### Instruction
Please write out the items below again, unchanged, from the start of the items through the line that contains "column 510, row 276", including that line. Leave the pictures out.

### Listing

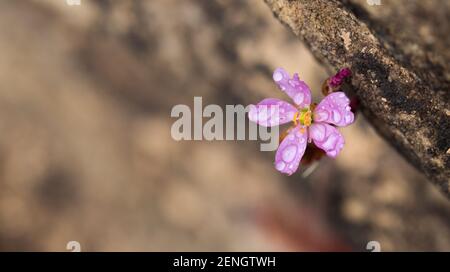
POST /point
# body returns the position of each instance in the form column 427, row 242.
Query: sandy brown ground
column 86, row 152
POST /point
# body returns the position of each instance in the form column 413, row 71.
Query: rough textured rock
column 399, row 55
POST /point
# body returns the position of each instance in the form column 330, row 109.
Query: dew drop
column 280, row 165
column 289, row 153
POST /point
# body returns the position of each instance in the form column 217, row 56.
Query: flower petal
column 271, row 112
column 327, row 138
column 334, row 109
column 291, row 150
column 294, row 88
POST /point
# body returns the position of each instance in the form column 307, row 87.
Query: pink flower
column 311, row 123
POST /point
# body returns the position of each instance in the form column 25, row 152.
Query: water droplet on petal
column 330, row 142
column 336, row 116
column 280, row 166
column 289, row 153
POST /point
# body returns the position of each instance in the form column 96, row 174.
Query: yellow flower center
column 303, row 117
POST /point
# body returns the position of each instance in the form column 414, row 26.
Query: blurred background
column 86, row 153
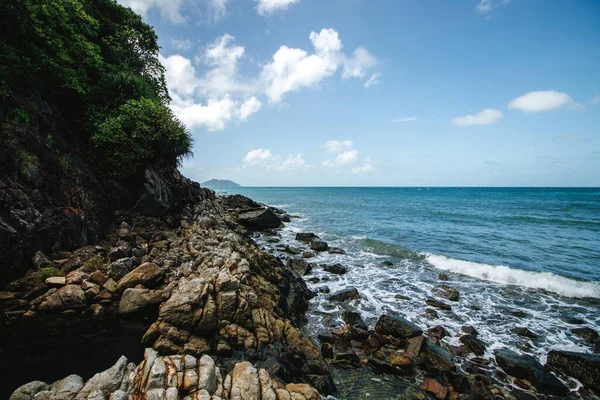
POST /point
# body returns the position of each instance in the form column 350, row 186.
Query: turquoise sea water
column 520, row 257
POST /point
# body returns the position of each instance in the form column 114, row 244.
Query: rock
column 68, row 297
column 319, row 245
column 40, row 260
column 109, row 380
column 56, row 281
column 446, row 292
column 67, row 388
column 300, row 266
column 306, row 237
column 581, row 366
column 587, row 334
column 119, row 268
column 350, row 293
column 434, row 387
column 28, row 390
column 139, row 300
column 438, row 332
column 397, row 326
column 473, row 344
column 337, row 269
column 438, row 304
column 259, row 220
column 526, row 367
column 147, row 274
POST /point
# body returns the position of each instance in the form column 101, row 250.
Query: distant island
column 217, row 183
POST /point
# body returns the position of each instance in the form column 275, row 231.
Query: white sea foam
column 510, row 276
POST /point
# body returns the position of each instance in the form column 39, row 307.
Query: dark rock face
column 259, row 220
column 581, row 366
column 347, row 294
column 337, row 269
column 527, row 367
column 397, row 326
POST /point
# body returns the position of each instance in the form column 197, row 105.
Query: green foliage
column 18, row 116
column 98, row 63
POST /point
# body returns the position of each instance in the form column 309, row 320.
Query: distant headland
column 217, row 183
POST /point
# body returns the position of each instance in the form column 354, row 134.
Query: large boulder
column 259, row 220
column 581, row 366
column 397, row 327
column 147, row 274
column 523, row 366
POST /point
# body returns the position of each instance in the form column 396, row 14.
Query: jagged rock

### Correct answer
POST /point
# body returns the position of each instance in the form column 427, row 242.
Query: sandy brown ground
column 86, row 152
POST /point
# body returns the position of each instance in the form column 413, row 71.
Query: rough textured rock
column 399, row 55
POST /point
# body returns the position of each instance in the form column 330, row 109.
Query: dew drop
column 280, row 165
column 289, row 153
POST /point
# body returns the position of each instance in the form column 217, row 56.
Query: flower petal
column 271, row 112
column 327, row 138
column 334, row 109
column 291, row 150
column 294, row 88
POST /point
# body returns the position of each instance in the form column 307, row 87.
Query: pink flower
column 311, row 123
POST /point
# body returns the position of each instance in the form column 25, row 152.
Query: water droplet on petal
column 330, row 142
column 336, row 116
column 280, row 166
column 289, row 153
POST /point
# body returns the position of each instance in the form column 96, row 174.
Query: yellow flower center
column 303, row 117
POST /point
# body returns the position of each instance in the form column 414, row 26.
Query: blurred background
column 86, row 153
POST /point
# body returns the position of each instance in the form column 350, row 186.
Query: turquoise sea water
column 520, row 257
POST /point
# body returns the position of each instance in the form column 114, row 244.
Query: rock
column 68, row 297
column 319, row 245
column 40, row 260
column 109, row 380
column 56, row 281
column 446, row 292
column 67, row 388
column 300, row 266
column 306, row 237
column 581, row 366
column 587, row 334
column 119, row 268
column 350, row 293
column 434, row 387
column 28, row 390
column 139, row 300
column 438, row 332
column 397, row 326
column 473, row 344
column 337, row 269
column 438, row 304
column 259, row 220
column 526, row 367
column 147, row 274
POST /point
# body returns the position of each instance in the form column 101, row 250.
Query: distant island
column 217, row 183
POST /point
# body returns the position of each instance in the form column 275, row 231.
Query: white sea foam
column 510, row 276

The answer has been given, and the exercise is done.